Figure out how many lines in these records contain "outline". Only the number belongs in the reply.

Data entries:
________
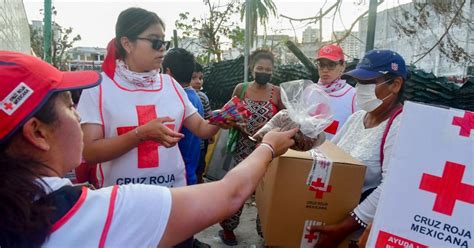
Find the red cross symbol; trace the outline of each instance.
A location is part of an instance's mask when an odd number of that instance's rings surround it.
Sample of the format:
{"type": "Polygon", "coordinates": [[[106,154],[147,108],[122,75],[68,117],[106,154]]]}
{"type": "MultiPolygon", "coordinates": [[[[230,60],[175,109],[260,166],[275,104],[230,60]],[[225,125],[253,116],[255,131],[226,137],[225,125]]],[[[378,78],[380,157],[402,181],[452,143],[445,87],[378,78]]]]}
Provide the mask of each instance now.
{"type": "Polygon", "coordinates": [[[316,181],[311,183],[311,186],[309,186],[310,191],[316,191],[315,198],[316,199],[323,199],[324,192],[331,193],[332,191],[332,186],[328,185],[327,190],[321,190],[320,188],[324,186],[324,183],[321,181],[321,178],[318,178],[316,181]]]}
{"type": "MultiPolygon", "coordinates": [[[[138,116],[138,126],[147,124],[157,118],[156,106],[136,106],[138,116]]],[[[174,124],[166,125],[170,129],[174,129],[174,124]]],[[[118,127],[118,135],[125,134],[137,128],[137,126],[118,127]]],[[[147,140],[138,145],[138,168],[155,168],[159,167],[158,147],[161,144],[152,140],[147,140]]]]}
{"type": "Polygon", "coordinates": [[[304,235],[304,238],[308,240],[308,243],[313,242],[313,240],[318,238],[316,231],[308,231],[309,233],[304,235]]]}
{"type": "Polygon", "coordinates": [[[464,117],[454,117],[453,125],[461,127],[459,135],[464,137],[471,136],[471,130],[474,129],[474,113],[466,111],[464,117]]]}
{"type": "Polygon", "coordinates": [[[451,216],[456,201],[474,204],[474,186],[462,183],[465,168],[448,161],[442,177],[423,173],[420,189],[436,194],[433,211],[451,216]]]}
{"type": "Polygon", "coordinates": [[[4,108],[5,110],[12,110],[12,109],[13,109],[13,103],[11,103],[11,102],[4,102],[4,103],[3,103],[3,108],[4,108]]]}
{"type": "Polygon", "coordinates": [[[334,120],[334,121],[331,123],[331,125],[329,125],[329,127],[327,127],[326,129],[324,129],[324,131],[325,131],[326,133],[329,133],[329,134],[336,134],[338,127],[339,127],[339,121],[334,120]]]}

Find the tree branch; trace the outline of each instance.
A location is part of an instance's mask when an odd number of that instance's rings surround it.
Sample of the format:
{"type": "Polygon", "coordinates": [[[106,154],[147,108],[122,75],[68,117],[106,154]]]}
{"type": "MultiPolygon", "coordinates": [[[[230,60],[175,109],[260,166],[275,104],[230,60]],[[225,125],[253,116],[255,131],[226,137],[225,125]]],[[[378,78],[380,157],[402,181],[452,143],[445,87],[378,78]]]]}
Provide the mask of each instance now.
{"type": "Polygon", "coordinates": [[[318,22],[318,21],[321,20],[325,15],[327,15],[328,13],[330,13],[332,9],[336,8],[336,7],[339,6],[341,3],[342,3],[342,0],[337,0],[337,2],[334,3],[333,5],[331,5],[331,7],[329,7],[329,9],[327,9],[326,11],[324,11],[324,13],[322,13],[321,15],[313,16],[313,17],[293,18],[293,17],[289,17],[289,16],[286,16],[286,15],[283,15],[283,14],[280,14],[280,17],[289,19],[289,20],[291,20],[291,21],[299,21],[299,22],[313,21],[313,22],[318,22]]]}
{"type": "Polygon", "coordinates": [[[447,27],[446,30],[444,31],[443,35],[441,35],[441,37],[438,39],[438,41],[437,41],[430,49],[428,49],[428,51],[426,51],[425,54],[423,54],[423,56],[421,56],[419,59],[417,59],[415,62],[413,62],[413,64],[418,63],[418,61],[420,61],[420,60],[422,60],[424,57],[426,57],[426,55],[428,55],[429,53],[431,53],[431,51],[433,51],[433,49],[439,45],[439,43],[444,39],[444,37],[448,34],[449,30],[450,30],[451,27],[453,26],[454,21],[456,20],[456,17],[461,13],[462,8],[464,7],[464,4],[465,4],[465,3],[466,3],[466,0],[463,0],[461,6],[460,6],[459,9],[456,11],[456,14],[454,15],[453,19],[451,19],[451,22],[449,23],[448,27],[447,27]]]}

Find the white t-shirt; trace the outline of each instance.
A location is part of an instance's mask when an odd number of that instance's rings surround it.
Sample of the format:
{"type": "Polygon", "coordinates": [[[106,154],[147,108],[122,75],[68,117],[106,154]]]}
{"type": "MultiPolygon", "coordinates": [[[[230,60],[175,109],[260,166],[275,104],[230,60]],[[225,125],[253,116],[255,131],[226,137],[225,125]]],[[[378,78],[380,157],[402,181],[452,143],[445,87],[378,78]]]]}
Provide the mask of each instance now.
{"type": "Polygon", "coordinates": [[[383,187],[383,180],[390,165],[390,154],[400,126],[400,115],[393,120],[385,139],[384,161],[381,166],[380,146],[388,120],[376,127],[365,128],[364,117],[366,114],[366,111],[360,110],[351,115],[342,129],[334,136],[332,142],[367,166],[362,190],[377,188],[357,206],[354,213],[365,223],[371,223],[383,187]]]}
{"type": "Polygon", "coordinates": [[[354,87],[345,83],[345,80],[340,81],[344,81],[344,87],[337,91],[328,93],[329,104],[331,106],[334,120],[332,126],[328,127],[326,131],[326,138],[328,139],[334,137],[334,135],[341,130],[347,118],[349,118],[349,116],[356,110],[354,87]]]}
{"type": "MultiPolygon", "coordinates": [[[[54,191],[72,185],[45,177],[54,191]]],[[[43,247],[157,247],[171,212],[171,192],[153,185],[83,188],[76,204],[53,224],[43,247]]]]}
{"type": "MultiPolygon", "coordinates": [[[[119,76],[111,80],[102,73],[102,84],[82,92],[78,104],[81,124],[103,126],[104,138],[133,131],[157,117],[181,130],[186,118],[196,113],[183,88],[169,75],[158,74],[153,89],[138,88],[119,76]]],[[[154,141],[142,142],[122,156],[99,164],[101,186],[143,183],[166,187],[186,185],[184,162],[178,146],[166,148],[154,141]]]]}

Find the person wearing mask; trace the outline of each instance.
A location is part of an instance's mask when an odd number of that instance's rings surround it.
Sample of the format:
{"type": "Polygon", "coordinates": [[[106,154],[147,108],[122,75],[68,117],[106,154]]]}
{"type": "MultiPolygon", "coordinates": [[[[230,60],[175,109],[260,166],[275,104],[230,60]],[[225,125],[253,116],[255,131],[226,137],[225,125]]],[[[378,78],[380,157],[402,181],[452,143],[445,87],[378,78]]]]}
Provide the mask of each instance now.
________
_Solution for this problem_: 4